> **Article**:
>>>>>
Perhaps it is a question of what Gütermann thread to use. I think the thread of choice (I believe Chuck used it originally for his ropes) is Gütermann Mara 120. Polyester normally has very long, basically endless, fibres and is smooth. So I am surprised that fibres should stick out. I actually never used Gütermann Mara myself, but rather rope made from fly-tying thread.

I think I'll try some self-adhesive aluminium tape (as used to cover the seams in dry-walling) on my PROXXON KS230.

One word: beautiful 👌🏻

Thanks for those tests! I would be inclined to believe that the polyester threads don't soak up the paint, it tries too fast and you push the semi-dry paint around with the brush. It's more work, but applying several thinner layers of more dilute paint may solve the problem. Today even museums seem to prefer polyester thread by Gütermann inter alia for their restoration work. So developing a method for such threads would be worthwhile. I am far away from this in my new project, but will probably go down that route.

Thank you very much for those insights into real wooden ship-building processes!

That could be an interesting proposition to imitate these ramshackle (litterally) arrangements. It will have to be complemented by a worn appearance of the boat overall, to look credible and not just like a botched-up modelling job 😲 Externally stropped blocks would be a lot easier to make ...
<<<<<
> **Records provided**:
>>>>>
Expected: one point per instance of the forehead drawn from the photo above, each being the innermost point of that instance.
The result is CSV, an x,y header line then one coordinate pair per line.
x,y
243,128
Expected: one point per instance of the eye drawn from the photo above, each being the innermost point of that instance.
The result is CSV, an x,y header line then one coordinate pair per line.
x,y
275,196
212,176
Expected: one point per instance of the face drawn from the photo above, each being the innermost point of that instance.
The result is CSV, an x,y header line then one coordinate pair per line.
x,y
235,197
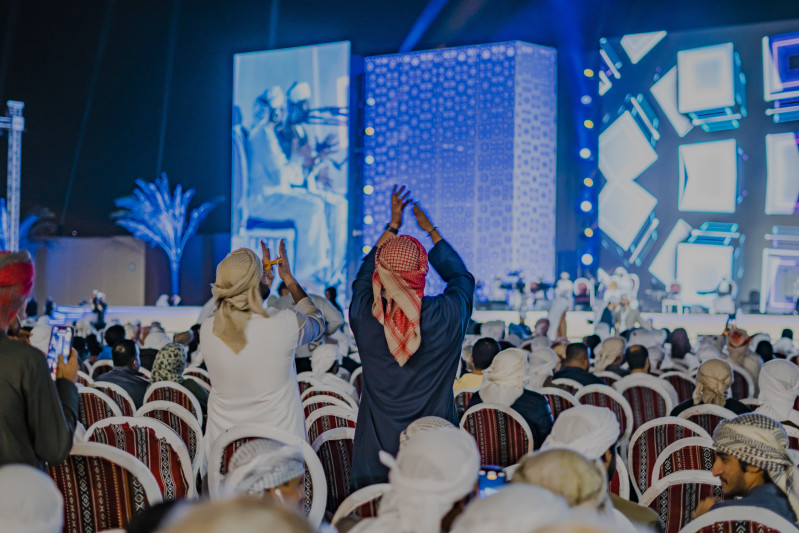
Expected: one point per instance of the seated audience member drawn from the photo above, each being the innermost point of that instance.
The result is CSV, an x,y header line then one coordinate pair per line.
x,y
541,363
483,353
515,508
610,355
594,432
433,478
31,502
169,366
38,416
713,382
126,371
504,385
266,467
241,515
325,368
754,467
779,387
575,366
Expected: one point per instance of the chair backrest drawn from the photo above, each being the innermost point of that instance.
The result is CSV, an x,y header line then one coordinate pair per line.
x,y
95,405
649,398
327,418
693,453
99,368
327,391
334,449
604,396
675,497
620,483
503,436
228,442
569,385
362,503
650,440
739,519
559,400
462,398
321,400
683,384
743,386
103,487
154,444
174,392
183,423
707,416
118,394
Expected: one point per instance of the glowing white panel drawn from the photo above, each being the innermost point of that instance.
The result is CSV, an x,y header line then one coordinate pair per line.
x,y
782,173
624,150
664,265
700,268
705,78
708,177
624,208
665,92
637,45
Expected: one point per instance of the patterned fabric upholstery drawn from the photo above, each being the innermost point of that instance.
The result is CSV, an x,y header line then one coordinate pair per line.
x,y
500,439
676,504
336,458
324,423
646,404
684,387
142,443
92,408
98,494
647,447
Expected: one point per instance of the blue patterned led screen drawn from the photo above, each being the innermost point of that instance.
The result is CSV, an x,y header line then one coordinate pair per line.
x,y
472,132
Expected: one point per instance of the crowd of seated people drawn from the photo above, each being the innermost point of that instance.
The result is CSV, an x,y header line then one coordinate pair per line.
x,y
407,445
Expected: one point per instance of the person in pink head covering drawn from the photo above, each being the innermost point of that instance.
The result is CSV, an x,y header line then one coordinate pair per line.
x,y
409,343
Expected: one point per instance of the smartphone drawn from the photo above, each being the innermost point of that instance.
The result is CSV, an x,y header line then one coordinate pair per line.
x,y
491,479
60,344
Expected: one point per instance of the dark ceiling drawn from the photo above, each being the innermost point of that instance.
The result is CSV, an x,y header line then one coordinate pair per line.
x,y
50,58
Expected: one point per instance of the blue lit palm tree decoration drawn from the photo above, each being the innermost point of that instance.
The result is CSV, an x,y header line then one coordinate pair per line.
x,y
158,217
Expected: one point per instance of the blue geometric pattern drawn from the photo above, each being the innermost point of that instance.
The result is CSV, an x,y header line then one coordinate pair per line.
x,y
472,132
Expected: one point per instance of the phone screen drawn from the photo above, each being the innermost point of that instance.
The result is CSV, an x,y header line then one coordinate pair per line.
x,y
490,481
60,344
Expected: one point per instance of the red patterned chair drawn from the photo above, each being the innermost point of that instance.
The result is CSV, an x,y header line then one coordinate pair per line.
x,y
650,440
103,487
649,397
327,418
334,449
559,400
503,436
118,394
693,453
683,384
707,416
743,519
675,498
155,445
174,392
184,424
228,442
361,503
94,405
462,399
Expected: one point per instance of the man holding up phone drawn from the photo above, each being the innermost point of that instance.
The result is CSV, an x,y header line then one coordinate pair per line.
x,y
38,415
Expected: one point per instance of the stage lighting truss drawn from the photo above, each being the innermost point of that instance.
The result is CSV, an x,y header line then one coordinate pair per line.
x,y
711,87
781,76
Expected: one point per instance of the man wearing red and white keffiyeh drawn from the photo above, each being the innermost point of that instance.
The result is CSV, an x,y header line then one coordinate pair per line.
x,y
409,344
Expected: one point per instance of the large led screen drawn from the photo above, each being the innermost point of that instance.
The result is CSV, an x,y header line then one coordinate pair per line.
x,y
699,158
290,162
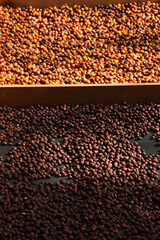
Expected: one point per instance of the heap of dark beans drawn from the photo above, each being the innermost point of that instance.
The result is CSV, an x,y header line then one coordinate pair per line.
x,y
117,43
110,188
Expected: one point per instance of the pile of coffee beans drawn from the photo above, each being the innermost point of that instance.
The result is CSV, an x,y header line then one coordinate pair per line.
x,y
117,43
106,188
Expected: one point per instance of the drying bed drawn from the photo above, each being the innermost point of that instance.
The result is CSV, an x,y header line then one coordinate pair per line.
x,y
109,187
116,43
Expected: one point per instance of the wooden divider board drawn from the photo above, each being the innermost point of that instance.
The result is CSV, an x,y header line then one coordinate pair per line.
x,y
73,94
47,95
58,3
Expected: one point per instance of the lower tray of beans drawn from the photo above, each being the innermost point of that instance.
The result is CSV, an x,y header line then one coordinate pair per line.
x,y
117,43
76,172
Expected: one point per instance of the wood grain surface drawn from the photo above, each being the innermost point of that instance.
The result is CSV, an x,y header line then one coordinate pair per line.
x,y
58,3
78,94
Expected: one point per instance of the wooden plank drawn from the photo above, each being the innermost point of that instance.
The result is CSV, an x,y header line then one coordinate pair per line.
x,y
18,95
73,94
58,3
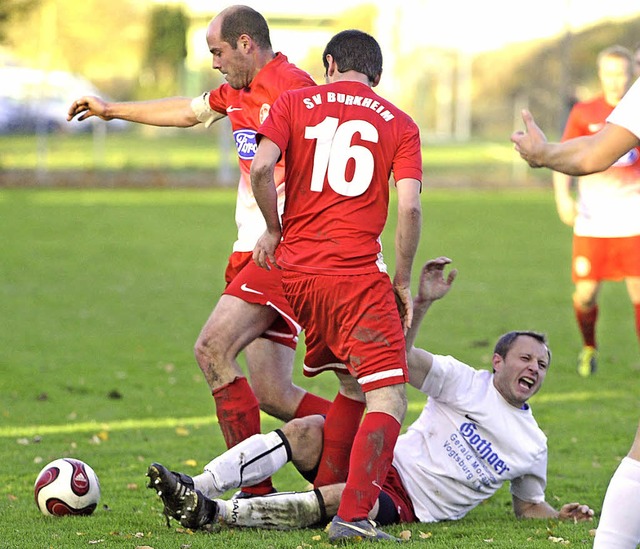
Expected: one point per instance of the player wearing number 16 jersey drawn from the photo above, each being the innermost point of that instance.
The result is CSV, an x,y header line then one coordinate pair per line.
x,y
341,143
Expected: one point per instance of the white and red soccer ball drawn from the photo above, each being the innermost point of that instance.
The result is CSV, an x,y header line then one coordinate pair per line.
x,y
67,486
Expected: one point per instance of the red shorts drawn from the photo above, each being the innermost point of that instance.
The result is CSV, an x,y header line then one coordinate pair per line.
x,y
605,258
253,284
352,320
394,488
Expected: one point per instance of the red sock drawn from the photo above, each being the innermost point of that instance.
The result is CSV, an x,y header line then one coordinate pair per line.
x,y
587,323
312,404
370,460
238,414
340,429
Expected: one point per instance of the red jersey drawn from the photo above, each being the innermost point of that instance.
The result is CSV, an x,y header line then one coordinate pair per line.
x,y
609,201
341,142
247,109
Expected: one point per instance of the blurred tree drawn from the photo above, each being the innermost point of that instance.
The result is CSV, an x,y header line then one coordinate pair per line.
x,y
10,11
166,52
<<<<<
> **Instruction**:
Reproduce the full forum thread about rigging thread and ship models word for word. The lines above are separate material and have no connection to the forum thread.

> **Answer to this task**:
Perhaps it is a question of what Gütermann thread to use. I think the thread of choice (I believe Chuck used it originally for his ropes) is Gütermann Mara 120. Polyester normally has very long, basically endless, fibres and is smooth. So I am surprised that fibres should stick out. I actually never used Gütermann Mara myself, but rather rope made from fly-tying thread.

I think I'll try some self-adhesive aluminium tape (as used to cover the seams in dry-walling) on my PROXXON KS230.

One word: beautiful 👌🏻

Thanks for those tests! I would be inclined to believe that the polyester threads don't soak up the paint, it tries too fast and you push the semi-dry paint around with the brush. It's more work, but applying several thinner layers of more dilute paint may solve the problem. Today even museums seem to prefer polyester thread by Gütermann inter alia for their restoration work. So developing a method for such threads would be worthwhile. I am far away from this in my new project, but will probably go down that route.

Thank you very much for those insights into real wooden ship-building processes!

That could be an interesting proposition to imitate these ramshackle (litterally) arrangements. It will have to be complemented by a worn appearance of the boat overall, to look credible and not just like a botched-up modelling job 😲 Externally stropped blocks would be a lot easier to make ...